• _REQUIREMENT_
The answer must be every line of the records below that holds the word "scaffolding".

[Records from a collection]
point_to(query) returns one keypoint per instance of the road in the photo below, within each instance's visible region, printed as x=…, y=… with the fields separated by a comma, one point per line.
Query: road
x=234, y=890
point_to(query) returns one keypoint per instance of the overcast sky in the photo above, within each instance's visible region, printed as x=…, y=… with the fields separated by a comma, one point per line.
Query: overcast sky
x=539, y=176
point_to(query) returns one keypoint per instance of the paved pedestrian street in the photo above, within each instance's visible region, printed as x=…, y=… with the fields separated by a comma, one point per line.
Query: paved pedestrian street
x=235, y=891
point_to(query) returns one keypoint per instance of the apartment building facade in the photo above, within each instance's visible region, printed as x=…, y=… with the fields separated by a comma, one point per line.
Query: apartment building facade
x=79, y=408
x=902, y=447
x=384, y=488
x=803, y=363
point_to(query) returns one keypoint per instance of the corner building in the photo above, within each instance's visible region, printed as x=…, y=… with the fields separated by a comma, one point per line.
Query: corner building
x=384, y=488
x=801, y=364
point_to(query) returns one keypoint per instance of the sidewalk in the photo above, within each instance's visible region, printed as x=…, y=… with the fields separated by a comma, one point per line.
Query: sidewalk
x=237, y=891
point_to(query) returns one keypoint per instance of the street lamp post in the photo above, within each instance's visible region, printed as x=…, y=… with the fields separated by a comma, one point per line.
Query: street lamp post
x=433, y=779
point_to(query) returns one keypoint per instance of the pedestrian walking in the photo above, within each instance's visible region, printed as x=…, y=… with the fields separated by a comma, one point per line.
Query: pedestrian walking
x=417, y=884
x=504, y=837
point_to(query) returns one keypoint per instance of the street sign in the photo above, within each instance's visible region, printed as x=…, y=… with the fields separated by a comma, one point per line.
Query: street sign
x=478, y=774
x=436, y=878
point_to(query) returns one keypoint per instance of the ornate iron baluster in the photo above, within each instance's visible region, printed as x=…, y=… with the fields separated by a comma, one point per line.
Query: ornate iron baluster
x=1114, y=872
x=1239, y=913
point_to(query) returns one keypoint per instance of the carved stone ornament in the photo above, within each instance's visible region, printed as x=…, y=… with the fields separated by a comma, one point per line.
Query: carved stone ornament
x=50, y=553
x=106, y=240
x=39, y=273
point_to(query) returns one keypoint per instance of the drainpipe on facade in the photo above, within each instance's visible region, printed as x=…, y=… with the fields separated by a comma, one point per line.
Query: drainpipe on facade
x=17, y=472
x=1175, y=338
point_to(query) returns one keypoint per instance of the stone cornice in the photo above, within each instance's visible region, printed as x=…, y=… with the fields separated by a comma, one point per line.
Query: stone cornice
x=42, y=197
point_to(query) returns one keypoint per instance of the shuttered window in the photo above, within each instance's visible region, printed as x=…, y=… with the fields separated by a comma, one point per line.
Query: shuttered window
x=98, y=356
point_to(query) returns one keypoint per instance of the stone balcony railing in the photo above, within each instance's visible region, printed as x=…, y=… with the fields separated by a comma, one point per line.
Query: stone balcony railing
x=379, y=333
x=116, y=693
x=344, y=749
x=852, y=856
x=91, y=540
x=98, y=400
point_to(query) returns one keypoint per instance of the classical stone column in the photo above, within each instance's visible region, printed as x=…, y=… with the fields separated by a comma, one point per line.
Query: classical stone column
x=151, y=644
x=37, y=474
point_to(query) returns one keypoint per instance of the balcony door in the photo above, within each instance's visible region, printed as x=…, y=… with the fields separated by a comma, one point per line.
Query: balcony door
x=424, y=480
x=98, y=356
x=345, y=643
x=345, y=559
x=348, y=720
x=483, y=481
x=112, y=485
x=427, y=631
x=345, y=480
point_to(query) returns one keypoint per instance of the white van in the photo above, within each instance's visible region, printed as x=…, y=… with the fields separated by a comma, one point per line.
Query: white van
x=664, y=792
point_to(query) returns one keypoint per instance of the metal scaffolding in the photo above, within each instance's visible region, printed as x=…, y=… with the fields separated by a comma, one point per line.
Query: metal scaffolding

• _TASK RESULT_
point_to(query) returns one keypoint per instance of the metal scaffolding in the photo above, within each instance's visible region, printed as x=…, y=… with the fields separated by a comma, one point per line.
Query: metal scaffolding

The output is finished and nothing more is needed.